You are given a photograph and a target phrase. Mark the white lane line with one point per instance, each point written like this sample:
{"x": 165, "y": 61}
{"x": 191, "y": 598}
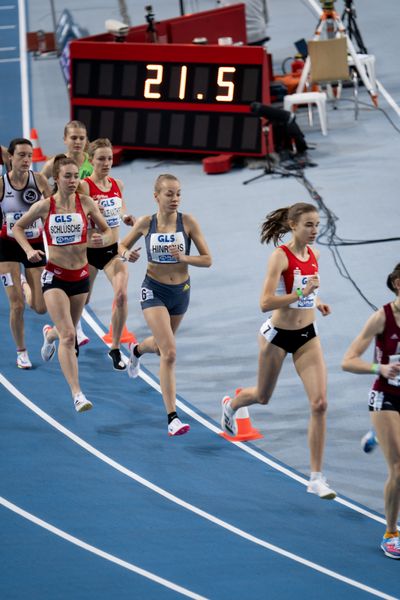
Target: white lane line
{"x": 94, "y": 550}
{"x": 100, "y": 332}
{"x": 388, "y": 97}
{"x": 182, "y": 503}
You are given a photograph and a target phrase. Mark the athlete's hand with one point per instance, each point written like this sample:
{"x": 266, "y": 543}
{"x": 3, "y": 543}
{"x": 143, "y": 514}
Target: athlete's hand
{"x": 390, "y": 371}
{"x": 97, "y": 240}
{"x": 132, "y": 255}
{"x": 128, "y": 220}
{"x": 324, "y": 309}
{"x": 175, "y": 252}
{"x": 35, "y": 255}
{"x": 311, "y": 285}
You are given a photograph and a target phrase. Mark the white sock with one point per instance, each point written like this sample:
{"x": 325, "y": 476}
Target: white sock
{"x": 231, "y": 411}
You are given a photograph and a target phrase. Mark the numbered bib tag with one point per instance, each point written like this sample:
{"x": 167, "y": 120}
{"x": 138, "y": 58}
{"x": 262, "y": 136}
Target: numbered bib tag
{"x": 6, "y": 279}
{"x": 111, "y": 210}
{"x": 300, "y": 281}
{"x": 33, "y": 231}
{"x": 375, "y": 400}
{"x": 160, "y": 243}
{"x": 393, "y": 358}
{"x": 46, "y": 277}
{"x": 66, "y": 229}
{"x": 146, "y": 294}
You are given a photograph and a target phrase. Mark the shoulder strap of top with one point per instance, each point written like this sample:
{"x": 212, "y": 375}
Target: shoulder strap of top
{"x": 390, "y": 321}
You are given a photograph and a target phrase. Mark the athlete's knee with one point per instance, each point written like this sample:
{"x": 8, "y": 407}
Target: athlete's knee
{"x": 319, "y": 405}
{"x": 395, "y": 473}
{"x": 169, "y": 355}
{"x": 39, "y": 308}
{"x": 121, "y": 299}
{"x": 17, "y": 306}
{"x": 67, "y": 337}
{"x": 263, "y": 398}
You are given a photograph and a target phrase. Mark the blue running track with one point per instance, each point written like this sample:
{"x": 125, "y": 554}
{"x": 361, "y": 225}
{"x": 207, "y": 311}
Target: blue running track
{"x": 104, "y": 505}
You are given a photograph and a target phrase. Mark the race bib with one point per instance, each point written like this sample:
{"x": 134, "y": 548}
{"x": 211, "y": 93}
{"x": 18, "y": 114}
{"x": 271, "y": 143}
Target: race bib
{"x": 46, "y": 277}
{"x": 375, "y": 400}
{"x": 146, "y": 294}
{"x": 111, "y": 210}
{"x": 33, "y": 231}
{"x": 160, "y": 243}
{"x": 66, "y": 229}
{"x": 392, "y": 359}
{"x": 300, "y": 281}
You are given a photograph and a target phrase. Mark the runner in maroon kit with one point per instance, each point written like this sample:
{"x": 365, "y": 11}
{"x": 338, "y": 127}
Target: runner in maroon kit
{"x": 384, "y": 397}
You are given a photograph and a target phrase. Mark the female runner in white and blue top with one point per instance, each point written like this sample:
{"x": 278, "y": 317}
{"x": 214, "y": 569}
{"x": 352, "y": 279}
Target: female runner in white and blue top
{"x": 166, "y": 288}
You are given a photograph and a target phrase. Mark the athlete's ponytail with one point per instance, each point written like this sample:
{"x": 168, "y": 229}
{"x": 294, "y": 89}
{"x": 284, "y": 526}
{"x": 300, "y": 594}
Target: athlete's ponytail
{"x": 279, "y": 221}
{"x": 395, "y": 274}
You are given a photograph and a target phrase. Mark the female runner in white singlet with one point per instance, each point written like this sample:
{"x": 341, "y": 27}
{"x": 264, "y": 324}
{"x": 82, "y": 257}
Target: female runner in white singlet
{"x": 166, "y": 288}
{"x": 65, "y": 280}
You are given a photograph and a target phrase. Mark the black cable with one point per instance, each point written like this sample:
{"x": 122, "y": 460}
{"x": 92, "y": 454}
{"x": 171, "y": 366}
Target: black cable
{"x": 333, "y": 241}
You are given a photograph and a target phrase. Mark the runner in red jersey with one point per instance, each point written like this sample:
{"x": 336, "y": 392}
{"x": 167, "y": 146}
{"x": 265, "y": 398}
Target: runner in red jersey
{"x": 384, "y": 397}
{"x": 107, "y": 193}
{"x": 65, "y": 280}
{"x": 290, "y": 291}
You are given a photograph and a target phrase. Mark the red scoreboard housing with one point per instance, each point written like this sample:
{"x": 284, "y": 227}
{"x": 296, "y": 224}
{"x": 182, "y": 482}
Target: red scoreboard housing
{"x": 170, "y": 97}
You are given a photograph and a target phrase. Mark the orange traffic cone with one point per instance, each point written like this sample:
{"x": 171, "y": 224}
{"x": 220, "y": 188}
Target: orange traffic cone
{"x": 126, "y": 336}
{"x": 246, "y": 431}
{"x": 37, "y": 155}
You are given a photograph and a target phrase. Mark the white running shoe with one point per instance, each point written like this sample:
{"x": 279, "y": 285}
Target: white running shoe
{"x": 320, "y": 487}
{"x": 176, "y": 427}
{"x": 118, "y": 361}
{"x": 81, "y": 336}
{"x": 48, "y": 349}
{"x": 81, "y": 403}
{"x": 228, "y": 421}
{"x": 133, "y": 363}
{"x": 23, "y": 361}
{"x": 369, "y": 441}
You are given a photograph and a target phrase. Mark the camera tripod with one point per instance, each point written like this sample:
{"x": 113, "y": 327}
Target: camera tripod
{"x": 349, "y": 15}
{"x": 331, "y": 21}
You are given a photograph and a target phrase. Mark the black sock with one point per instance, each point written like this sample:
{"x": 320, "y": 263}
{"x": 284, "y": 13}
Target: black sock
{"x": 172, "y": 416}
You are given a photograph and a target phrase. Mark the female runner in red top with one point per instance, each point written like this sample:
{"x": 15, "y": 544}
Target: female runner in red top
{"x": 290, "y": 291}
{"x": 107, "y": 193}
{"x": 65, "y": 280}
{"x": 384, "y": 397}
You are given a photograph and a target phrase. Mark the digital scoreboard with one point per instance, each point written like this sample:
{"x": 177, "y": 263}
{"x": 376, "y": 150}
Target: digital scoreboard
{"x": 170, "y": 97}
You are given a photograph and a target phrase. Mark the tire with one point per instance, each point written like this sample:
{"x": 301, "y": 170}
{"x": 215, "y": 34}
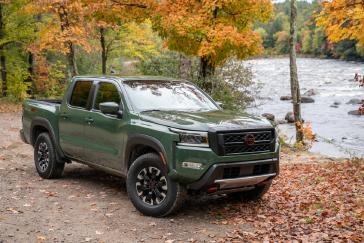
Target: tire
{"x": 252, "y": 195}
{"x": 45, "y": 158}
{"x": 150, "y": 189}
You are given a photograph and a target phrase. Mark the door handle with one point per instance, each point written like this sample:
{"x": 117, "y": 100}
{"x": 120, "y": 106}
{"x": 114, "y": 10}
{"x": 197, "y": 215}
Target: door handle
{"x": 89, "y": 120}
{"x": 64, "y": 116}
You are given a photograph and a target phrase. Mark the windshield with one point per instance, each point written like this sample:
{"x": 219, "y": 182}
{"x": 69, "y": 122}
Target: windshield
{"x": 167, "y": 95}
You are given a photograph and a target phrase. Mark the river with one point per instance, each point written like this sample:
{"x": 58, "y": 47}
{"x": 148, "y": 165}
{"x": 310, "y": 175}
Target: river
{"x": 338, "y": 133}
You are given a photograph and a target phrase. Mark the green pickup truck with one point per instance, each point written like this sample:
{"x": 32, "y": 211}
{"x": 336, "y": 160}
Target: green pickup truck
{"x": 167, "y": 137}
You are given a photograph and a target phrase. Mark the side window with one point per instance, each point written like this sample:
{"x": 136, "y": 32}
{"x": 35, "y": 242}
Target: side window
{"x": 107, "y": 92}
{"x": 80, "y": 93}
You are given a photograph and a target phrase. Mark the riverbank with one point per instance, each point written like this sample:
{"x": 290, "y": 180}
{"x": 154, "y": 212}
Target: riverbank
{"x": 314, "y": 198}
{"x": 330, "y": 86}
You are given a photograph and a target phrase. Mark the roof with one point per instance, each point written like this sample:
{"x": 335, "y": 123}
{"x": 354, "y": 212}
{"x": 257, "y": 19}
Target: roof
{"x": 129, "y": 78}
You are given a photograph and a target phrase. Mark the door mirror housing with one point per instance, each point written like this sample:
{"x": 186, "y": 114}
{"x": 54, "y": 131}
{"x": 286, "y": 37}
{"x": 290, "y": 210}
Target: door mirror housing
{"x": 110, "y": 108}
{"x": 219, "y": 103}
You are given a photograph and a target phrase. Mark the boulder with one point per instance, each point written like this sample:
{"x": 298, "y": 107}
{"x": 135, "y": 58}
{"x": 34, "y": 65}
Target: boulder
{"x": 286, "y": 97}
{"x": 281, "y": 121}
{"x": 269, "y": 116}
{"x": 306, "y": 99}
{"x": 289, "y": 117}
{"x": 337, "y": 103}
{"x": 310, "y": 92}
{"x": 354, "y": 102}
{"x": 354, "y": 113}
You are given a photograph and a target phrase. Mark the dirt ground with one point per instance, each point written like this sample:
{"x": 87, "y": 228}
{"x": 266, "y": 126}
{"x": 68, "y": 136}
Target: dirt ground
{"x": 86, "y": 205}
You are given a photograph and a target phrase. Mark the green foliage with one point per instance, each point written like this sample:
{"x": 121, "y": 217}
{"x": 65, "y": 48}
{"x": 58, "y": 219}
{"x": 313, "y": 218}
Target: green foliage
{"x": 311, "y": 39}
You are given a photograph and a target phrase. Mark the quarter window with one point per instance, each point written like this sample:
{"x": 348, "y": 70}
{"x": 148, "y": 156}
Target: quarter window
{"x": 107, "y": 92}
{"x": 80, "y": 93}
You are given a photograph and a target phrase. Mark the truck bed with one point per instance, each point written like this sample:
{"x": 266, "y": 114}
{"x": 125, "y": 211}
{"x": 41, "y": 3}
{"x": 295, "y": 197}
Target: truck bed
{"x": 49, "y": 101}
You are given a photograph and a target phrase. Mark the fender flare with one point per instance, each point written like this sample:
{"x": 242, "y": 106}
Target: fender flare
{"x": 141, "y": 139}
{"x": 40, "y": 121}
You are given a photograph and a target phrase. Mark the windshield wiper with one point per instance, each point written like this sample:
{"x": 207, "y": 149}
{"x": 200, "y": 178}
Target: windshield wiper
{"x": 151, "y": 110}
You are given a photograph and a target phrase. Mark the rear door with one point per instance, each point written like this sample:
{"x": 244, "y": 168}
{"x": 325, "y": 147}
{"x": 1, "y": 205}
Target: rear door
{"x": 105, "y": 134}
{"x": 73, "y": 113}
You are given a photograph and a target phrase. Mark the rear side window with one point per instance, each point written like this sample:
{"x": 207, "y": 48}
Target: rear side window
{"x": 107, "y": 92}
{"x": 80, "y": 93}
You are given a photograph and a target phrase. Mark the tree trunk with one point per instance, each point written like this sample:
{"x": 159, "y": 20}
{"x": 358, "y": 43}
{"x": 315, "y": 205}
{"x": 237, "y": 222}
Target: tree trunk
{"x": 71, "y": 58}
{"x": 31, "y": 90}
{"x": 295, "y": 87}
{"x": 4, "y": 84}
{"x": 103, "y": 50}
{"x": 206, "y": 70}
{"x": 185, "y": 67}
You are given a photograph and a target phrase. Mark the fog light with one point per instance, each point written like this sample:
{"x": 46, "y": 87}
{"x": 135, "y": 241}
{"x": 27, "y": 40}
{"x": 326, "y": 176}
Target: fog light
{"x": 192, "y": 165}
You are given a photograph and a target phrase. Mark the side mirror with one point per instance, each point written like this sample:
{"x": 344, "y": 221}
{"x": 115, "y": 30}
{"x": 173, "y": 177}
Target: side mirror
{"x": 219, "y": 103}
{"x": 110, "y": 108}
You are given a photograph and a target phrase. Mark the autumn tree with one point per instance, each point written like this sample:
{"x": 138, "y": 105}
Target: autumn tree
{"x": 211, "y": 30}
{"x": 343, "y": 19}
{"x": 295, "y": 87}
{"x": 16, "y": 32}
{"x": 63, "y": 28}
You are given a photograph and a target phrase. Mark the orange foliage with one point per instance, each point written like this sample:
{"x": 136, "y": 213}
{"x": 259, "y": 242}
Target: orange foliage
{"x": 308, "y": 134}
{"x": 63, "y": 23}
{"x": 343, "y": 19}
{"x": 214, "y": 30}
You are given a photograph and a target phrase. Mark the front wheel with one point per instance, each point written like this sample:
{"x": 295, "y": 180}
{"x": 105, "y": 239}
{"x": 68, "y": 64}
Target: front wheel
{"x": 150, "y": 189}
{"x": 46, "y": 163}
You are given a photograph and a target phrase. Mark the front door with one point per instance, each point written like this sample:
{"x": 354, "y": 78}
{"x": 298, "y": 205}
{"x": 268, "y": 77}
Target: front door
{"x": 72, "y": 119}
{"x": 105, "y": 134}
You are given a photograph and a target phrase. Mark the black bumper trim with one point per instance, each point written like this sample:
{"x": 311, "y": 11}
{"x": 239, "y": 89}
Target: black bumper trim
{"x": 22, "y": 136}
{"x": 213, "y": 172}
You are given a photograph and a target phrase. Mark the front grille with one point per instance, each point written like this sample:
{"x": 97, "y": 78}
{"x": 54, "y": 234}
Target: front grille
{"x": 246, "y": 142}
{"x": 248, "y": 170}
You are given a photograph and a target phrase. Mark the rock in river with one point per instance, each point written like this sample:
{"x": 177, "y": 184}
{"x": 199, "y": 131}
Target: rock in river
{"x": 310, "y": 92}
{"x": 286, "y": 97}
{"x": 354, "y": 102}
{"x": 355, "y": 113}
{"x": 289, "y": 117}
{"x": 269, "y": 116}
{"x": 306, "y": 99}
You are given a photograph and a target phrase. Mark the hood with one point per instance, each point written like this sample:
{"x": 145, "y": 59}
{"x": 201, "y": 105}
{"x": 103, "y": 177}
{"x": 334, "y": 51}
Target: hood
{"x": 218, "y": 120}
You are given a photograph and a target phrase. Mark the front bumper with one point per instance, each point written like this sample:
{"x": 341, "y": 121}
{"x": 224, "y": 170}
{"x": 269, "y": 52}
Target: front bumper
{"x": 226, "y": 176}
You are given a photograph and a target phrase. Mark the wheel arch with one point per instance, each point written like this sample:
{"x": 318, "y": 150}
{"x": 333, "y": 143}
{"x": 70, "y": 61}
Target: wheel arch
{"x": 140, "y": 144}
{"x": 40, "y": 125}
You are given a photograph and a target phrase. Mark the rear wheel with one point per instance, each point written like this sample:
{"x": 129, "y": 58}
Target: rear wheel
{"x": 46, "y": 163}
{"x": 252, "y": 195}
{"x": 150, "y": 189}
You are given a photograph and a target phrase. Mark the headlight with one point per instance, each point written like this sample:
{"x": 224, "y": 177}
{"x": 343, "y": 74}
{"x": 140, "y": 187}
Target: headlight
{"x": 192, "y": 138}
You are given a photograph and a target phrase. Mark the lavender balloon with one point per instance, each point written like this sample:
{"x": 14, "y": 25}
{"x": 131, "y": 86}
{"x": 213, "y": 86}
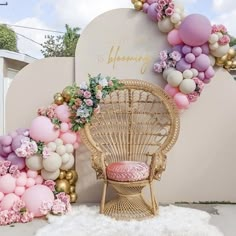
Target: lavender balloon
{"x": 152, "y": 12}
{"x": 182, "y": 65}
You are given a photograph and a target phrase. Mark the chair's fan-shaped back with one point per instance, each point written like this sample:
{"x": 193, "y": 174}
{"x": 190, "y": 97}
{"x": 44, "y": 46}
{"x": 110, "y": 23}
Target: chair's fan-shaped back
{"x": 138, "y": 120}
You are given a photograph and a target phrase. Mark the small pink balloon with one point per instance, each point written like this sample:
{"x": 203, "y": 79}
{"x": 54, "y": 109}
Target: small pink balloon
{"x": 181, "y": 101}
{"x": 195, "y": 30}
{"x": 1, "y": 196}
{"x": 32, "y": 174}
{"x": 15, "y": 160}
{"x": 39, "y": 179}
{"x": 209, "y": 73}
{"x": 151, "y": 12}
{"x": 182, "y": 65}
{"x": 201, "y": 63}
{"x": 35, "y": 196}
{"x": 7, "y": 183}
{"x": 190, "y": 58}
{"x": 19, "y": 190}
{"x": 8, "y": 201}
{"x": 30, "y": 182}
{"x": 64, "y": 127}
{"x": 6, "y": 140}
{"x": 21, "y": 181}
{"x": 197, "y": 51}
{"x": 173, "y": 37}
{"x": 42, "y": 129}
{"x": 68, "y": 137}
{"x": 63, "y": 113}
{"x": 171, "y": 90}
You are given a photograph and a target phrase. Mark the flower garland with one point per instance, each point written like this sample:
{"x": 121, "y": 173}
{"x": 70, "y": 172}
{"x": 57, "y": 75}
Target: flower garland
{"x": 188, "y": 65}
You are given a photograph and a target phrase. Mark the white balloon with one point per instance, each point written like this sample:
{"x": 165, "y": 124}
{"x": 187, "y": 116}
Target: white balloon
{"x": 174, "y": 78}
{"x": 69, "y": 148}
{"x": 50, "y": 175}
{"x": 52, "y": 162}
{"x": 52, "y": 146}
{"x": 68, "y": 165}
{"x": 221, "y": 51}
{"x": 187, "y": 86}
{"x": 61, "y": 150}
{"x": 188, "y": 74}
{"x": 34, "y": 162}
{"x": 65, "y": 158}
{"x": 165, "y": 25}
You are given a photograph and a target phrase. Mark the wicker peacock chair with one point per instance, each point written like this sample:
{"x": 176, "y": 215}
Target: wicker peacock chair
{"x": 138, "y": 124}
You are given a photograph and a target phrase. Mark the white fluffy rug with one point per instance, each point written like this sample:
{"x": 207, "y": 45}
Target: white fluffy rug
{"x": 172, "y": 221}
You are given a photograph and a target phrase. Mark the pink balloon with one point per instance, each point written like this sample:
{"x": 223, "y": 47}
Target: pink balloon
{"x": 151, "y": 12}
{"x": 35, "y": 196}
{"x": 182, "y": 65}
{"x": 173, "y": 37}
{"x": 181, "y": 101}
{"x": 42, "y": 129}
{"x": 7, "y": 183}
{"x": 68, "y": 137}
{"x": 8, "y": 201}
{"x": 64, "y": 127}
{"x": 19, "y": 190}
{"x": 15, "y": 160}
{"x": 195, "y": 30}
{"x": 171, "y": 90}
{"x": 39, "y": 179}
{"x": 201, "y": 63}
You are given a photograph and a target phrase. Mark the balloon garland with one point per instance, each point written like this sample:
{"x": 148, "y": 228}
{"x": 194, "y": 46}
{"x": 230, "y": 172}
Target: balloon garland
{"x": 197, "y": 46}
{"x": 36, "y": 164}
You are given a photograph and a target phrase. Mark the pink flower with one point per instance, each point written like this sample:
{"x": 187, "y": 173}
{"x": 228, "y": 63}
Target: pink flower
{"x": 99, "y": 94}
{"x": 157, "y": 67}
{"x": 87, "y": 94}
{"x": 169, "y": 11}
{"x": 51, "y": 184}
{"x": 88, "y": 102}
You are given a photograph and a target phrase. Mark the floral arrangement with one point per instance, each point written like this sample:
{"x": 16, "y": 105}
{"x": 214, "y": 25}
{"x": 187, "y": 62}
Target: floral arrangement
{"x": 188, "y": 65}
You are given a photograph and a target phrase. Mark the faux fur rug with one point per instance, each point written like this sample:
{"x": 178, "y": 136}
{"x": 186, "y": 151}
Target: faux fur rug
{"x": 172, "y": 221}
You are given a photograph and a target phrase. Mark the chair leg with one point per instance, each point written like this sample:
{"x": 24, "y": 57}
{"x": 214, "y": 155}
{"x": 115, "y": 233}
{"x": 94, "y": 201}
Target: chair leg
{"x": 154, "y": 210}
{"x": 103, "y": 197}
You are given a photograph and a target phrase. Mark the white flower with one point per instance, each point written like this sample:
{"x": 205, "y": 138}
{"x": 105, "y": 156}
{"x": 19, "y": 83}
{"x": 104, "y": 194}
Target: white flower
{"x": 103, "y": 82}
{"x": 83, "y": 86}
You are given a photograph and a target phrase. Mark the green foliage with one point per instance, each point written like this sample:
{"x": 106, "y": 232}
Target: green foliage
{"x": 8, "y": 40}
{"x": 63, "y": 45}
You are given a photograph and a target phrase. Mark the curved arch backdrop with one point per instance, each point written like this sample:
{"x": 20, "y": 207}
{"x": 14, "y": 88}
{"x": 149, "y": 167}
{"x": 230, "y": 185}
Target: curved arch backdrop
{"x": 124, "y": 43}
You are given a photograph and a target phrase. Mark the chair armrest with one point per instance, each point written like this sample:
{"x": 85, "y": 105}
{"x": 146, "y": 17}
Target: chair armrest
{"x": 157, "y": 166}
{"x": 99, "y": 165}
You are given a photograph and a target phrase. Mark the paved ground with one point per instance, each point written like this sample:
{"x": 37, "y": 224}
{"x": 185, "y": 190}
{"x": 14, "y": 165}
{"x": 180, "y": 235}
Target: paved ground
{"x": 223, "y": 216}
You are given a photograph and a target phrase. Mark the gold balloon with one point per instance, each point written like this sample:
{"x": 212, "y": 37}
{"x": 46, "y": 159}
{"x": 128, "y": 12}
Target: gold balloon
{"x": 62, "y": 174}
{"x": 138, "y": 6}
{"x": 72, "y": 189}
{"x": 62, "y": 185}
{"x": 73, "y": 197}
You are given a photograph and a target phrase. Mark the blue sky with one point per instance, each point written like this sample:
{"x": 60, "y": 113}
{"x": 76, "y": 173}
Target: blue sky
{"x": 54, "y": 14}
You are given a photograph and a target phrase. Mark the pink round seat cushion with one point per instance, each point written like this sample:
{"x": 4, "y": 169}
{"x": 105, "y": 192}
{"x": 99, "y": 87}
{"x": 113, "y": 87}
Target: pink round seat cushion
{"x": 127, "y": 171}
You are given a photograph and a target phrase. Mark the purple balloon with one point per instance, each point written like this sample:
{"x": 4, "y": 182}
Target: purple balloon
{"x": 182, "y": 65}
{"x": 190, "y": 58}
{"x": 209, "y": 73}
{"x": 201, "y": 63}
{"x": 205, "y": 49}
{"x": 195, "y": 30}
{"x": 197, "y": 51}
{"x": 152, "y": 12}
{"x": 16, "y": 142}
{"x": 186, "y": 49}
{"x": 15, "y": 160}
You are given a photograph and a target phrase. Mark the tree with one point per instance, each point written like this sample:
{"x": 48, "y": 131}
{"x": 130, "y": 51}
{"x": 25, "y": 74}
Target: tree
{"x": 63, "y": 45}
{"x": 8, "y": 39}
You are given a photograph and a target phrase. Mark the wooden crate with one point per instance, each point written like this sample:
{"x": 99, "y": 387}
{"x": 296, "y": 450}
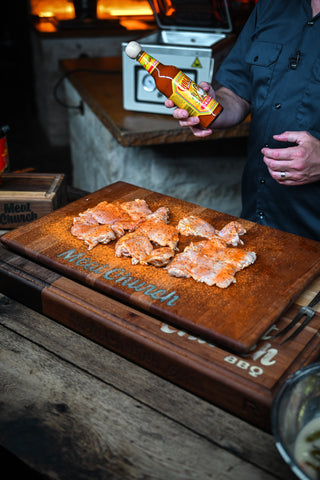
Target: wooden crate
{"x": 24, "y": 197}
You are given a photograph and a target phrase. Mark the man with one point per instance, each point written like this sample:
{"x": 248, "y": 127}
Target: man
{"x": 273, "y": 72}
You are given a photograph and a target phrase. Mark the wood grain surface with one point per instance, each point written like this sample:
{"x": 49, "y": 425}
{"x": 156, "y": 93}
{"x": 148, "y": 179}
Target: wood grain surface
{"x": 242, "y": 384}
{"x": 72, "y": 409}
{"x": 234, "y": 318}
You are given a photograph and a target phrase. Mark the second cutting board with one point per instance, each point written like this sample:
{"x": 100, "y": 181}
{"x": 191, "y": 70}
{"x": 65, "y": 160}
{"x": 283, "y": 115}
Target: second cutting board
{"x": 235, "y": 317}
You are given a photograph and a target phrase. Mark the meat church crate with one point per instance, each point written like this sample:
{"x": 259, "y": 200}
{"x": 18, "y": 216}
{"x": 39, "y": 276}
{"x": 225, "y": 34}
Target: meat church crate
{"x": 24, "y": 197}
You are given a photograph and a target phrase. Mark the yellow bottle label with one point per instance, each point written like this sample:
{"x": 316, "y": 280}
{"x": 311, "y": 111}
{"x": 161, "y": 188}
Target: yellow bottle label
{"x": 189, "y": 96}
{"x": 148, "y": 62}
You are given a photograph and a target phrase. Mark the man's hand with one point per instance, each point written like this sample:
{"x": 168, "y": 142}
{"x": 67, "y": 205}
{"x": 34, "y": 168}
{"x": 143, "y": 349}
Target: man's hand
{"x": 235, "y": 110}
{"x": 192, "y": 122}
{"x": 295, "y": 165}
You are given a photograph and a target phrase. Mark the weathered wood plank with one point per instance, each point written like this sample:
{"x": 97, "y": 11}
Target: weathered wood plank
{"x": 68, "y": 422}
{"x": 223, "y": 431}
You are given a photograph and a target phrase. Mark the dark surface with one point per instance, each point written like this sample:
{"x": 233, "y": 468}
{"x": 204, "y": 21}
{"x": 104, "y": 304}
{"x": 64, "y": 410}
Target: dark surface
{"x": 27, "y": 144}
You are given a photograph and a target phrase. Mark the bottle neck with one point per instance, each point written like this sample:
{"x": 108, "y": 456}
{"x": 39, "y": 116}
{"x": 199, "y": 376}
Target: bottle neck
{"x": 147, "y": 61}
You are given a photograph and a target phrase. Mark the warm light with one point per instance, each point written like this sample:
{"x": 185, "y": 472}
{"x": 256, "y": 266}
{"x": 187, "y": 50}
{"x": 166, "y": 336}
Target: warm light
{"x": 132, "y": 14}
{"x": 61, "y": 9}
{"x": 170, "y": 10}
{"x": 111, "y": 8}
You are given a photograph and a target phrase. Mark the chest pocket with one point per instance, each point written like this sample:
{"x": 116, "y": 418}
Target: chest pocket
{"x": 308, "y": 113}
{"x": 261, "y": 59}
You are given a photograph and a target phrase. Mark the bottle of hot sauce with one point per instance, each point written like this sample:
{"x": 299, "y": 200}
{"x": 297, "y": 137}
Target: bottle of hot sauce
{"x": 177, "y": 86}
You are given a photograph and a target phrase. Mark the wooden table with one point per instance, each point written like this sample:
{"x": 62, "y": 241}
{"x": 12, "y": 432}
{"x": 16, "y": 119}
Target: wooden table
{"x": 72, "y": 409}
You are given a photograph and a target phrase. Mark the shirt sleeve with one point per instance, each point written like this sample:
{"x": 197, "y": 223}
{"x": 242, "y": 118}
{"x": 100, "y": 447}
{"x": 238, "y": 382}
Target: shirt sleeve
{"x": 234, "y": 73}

────────────────────

> **WHAT YOU WILL DO**
Reproduce the listing without any change, starting at the line that contains "the bottle of" and continuing through the final line of the listing, with both ends included.

> **PROBLEM SOLUTION**
You are given a photograph and a target phrase. Mark the bottle of hot sauce with one point per instance, each point written like this sample:
{"x": 299, "y": 200}
{"x": 297, "y": 137}
Target: bottle of hot sauce
{"x": 177, "y": 86}
You are given a photograph and a target phrase. Mark the wooden table with one point per instance, each point written like this sample:
{"x": 62, "y": 241}
{"x": 12, "y": 432}
{"x": 16, "y": 119}
Target: wooden table
{"x": 72, "y": 409}
You are given a photograph and a target phrase. Mark the shirt sleeve with one point per instance, each point written like this sample:
{"x": 197, "y": 223}
{"x": 242, "y": 118}
{"x": 100, "y": 447}
{"x": 238, "y": 382}
Target: shirt sleeve
{"x": 234, "y": 73}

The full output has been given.